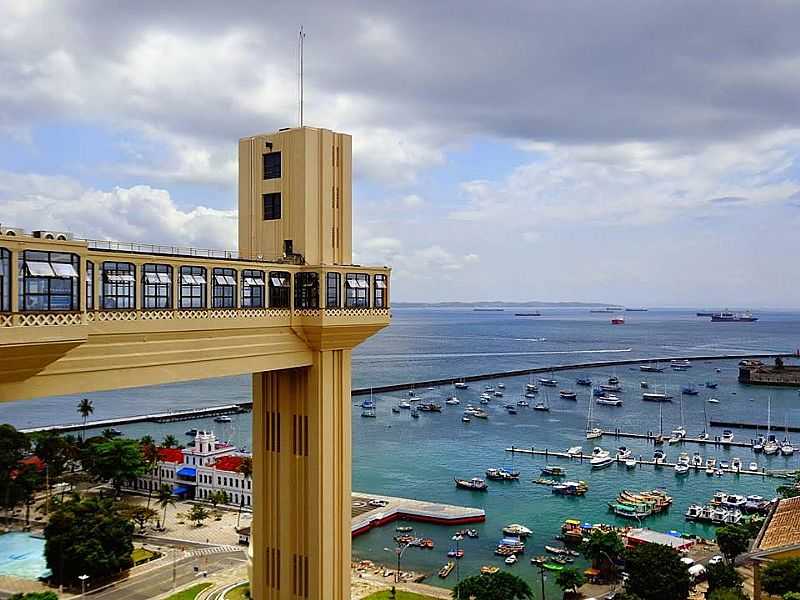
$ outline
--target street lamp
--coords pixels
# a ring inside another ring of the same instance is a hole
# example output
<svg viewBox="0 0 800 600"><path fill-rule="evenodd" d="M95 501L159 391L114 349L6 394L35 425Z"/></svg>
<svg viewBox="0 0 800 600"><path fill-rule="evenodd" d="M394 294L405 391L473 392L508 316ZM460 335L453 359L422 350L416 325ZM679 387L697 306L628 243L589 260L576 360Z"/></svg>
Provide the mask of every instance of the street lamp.
<svg viewBox="0 0 800 600"><path fill-rule="evenodd" d="M86 595L86 580L89 579L88 575L78 575L78 579L81 580L81 596Z"/></svg>

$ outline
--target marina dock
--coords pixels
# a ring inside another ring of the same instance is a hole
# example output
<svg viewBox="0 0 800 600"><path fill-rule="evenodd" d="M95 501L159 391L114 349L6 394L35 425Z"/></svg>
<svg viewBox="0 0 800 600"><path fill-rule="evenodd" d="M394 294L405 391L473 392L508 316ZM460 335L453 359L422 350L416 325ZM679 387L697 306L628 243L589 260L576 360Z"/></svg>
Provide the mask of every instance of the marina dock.
<svg viewBox="0 0 800 600"><path fill-rule="evenodd" d="M574 369L599 369L602 367L644 365L650 363L669 364L669 361L671 360L714 361L714 360L742 360L745 358L774 359L778 356L782 358L797 357L797 355L794 352L769 352L761 354L718 354L718 355L697 355L697 356L659 356L659 357L625 358L620 360L603 360L603 361L592 361L583 363L572 363L568 365L533 367L530 369L518 369L516 371L499 371L495 373L470 375L467 377L448 377L446 379L428 379L425 381L411 381L408 383L396 383L392 385L374 386L372 388L358 388L354 389L352 391L352 394L353 396L358 396L363 394L369 394L370 391L372 391L375 394L381 394L385 392L397 392L400 390L407 390L410 388L452 385L454 381L463 381L469 383L471 381L485 381L487 379L500 379L503 377L519 377L522 375L555 373L556 371L571 371Z"/></svg>
<svg viewBox="0 0 800 600"><path fill-rule="evenodd" d="M378 501L385 503L383 506L370 504ZM370 529L386 525L393 521L419 521L435 523L437 525L466 525L468 523L482 523L486 520L486 513L480 508L468 506L455 506L412 500L409 498L395 498L393 496L379 496L353 492L351 532L353 537L366 533Z"/></svg>
<svg viewBox="0 0 800 600"><path fill-rule="evenodd" d="M580 454L568 454L567 452L553 451L553 450L549 450L549 449L546 449L546 448L544 450L537 450L536 448L516 448L516 447L512 446L510 448L506 448L506 452L511 452L513 454L528 454L528 455L531 455L531 456L544 456L545 458L550 458L550 457L566 458L568 460L577 460L577 461L580 461L580 462L592 459L592 455L591 454L583 454L583 453L580 453ZM625 462L625 461L618 460L616 458L613 459L613 460L615 462L617 462L618 464L624 464L624 462ZM663 468L668 468L668 469L669 468L674 469L675 468L675 464L676 463L674 463L674 462L663 462L663 463L656 464L655 460L647 460L647 459L642 458L641 456L636 459L637 467L650 466L650 467L663 467ZM688 466L689 466L690 470L694 470L694 471L705 471L706 470L705 465L703 465L701 467L696 467L696 466L693 466L693 465L688 465ZM773 473L771 471L767 471L766 469L764 469L764 467L760 467L758 471L750 471L750 470L747 470L747 469L736 470L736 469L730 469L730 468L722 469L722 471L725 472L725 473L729 473L731 475L759 475L761 477L786 477L786 475L784 475L782 473Z"/></svg>

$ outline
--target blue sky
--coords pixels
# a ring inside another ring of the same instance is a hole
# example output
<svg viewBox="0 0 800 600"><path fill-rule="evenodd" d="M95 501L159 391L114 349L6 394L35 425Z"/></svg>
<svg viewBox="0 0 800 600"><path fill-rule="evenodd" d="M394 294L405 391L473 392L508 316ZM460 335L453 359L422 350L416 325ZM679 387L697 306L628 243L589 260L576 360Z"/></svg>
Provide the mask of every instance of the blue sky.
<svg viewBox="0 0 800 600"><path fill-rule="evenodd" d="M0 222L236 245L236 141L354 140L398 300L800 307L792 3L0 5Z"/></svg>

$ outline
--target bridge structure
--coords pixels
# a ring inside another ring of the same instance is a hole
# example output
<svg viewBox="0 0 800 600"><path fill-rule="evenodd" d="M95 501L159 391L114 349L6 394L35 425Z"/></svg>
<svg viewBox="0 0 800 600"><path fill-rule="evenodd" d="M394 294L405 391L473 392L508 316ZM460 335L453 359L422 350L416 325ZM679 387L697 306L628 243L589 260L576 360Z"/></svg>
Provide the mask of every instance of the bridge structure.
<svg viewBox="0 0 800 600"><path fill-rule="evenodd" d="M350 598L351 353L391 289L351 172L346 134L241 139L236 252L0 227L0 401L252 374L256 600Z"/></svg>

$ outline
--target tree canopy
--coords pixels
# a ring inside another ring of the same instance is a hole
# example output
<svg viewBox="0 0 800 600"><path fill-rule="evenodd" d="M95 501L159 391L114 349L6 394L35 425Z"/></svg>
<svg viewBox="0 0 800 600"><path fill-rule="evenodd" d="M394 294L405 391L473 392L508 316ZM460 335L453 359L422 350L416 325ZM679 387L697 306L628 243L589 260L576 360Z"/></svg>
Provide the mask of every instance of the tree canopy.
####
What the task requires: Copy the whole listing above word for word, leaving out the pictures.

Task result:
$ outline
--target street lamp
--coords pixels
# a ring inside another ring of the same instance is a hole
# example output
<svg viewBox="0 0 800 600"><path fill-rule="evenodd" d="M95 501L159 391L114 349L6 394L35 425Z"/></svg>
<svg viewBox="0 0 800 600"><path fill-rule="evenodd" d="M394 294L405 391L473 392L508 316ZM460 335L453 359L422 350L416 325ZM679 387L697 306L628 243L589 260L576 360Z"/></svg>
Provide the mask of every instance of the street lamp.
<svg viewBox="0 0 800 600"><path fill-rule="evenodd" d="M86 595L86 580L89 579L88 575L78 575L78 579L81 580L81 596Z"/></svg>

$ outline
--target marina dock
--coords pixels
# a ring inside another ring of the same instance is a hole
# example output
<svg viewBox="0 0 800 600"><path fill-rule="evenodd" d="M95 501L159 391L114 349L6 394L35 425Z"/></svg>
<svg viewBox="0 0 800 600"><path fill-rule="evenodd" d="M394 294L405 391L473 392L508 316ZM460 335L453 359L422 350L416 325ZM679 387L697 306L628 243L589 260L576 360Z"/></svg>
Provide the mask of every instance of the marina dock.
<svg viewBox="0 0 800 600"><path fill-rule="evenodd" d="M574 369L599 369L602 367L644 365L650 363L669 364L669 361L671 360L714 361L714 360L742 360L745 358L774 359L778 356L782 358L797 357L797 355L794 352L769 352L761 354L718 354L718 355L697 355L697 356L659 356L659 357L625 358L620 360L603 360L603 361L592 361L583 363L572 363L568 365L533 367L530 369L518 369L516 371L499 371L495 373L470 375L467 377L448 377L446 379L428 379L425 381L411 381L408 383L396 383L392 385L374 386L372 388L358 388L354 389L352 391L352 394L353 396L358 396L363 394L369 394L370 391L372 391L375 394L381 394L385 392L397 392L400 390L407 390L410 388L452 385L454 381L463 381L469 383L471 381L485 381L487 379L500 379L503 377L519 377L522 375L555 373L556 371L571 371Z"/></svg>
<svg viewBox="0 0 800 600"><path fill-rule="evenodd" d="M378 501L385 503L383 506L370 504ZM370 529L386 525L393 521L419 521L435 523L437 525L466 525L468 523L482 523L486 520L486 513L480 508L468 506L455 506L412 500L409 498L395 498L393 496L379 496L353 492L351 532L353 537L366 533Z"/></svg>
<svg viewBox="0 0 800 600"><path fill-rule="evenodd" d="M580 454L568 454L567 452L553 451L553 450L549 450L549 449L546 449L546 448L544 450L537 450L536 448L516 448L516 447L512 446L510 448L506 448L506 452L511 452L513 454L528 454L528 455L531 455L531 456L544 456L545 458L550 458L550 457L566 458L568 460L577 460L577 461L580 461L580 462L592 459L592 455L591 454L583 454L583 453L580 453ZM625 462L625 461L618 460L616 458L613 459L613 460L615 462L617 462L618 464L624 464L624 462ZM663 468L668 468L668 469L669 468L674 469L675 468L675 464L676 463L674 463L674 462L663 462L663 463L656 464L655 460L647 460L647 459L642 458L641 456L636 459L637 467L650 466L650 467L663 467ZM688 466L689 466L690 470L694 470L694 471L705 471L706 470L705 465L703 465L701 467L696 467L696 466L693 466L693 465L688 465ZM773 473L771 471L767 471L766 469L764 469L764 467L760 467L758 471L750 471L750 470L747 470L747 469L736 470L736 469L730 469L730 468L722 469L722 471L725 472L725 473L729 473L731 475L759 475L761 477L786 477L786 475L784 475L782 473Z"/></svg>

$ outline
--target blue sky
--coords pixels
# a ring inside another ring of the same instance is a hole
# example output
<svg viewBox="0 0 800 600"><path fill-rule="evenodd" d="M95 501L159 391L114 349L6 394L35 425Z"/></svg>
<svg viewBox="0 0 800 600"><path fill-rule="evenodd" d="M394 294L405 391L473 392L508 316ZM460 335L453 359L422 350L416 325ZM679 387L697 306L628 243L589 260L576 360Z"/></svg>
Provide the mask of every instance of the blue sky.
<svg viewBox="0 0 800 600"><path fill-rule="evenodd" d="M0 222L236 245L236 141L354 140L398 300L800 307L792 3L0 5Z"/></svg>

$ outline
--target bridge structure
--coords pixels
# a ring inside another ring of the same instance is a hole
# example output
<svg viewBox="0 0 800 600"><path fill-rule="evenodd" d="M95 501L159 391L114 349L6 394L35 425Z"/></svg>
<svg viewBox="0 0 800 600"><path fill-rule="evenodd" d="M394 294L405 391L473 392L508 316ZM460 335L453 359L422 350L416 325ZM679 387L697 306L628 243L589 260L576 360Z"/></svg>
Provide the mask of every instance of the bridge structure.
<svg viewBox="0 0 800 600"><path fill-rule="evenodd" d="M350 598L351 353L391 289L351 172L346 134L241 139L236 252L0 227L0 401L252 374L256 600Z"/></svg>

$ outline
--target tree canopy
--coords pixels
# a ring inside another ring of the same instance is a hole
# example output
<svg viewBox="0 0 800 600"><path fill-rule="evenodd" d="M95 501L159 391L114 349L6 394L35 425Z"/></svg>
<svg viewBox="0 0 800 600"><path fill-rule="evenodd" d="M394 294L405 391L473 392L508 316ZM460 335L453 359L422 350L416 325ZM679 387L697 306L628 243L589 260L576 360Z"/></svg>
Provide the mask of every instance of the tree canopy.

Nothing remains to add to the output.